──────── RECORD LIST

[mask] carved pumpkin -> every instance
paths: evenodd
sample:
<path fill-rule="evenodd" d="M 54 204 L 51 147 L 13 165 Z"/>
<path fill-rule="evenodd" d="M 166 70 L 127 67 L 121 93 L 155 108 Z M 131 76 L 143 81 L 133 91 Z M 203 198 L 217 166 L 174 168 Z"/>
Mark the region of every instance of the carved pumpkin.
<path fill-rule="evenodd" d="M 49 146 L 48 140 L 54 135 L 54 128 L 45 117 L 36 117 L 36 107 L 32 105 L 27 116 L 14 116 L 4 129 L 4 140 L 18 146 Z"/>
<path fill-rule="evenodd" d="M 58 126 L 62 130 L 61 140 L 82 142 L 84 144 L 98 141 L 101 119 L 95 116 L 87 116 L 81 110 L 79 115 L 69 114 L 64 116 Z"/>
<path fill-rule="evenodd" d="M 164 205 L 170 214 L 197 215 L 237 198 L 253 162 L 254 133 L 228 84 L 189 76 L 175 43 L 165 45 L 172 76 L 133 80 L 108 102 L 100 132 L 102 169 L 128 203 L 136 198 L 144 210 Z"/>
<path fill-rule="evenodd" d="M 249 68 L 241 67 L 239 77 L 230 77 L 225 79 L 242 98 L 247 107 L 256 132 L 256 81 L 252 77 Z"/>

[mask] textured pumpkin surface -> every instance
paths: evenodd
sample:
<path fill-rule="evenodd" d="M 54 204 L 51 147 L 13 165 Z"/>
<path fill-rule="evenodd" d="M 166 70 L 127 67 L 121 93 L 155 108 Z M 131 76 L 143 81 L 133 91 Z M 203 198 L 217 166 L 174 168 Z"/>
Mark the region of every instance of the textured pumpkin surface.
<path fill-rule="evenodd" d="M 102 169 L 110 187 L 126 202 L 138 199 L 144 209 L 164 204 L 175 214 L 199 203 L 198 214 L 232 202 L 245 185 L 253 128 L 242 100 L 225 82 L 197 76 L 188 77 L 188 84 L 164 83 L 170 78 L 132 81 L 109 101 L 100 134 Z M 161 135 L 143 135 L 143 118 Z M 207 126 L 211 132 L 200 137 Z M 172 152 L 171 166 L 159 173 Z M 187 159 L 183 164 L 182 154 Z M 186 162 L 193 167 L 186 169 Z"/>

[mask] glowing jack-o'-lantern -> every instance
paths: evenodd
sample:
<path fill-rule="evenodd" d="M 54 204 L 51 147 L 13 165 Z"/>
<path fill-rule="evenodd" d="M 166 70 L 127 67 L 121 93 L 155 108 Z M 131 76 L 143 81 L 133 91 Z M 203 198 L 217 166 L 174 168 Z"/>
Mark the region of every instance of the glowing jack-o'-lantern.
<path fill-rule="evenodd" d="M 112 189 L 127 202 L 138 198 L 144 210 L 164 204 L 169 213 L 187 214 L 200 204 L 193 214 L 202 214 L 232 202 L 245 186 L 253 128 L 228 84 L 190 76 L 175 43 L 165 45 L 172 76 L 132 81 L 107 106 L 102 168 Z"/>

────────────────

→ PROBLEM REQUIREMENTS
Beginning at the line that contains "[mask] textured pumpkin" and ending with the line that contains "Mark the region of every instance of the textured", express those rows as a numbered list, leaving out any blank lines.

→ RESULT FOR THIS TASK
1. [mask] textured pumpkin surface -> every instance
2. paths: evenodd
3. sample:
4. <path fill-rule="evenodd" d="M 54 204 L 51 147 L 13 165 Z"/>
5. <path fill-rule="evenodd" d="M 166 70 L 127 67 L 121 93 L 155 108 Z M 131 76 L 143 81 L 133 91 Z M 203 198 L 217 166 L 174 168 Z"/>
6. Mark the region of every instance of the textured pumpkin surface.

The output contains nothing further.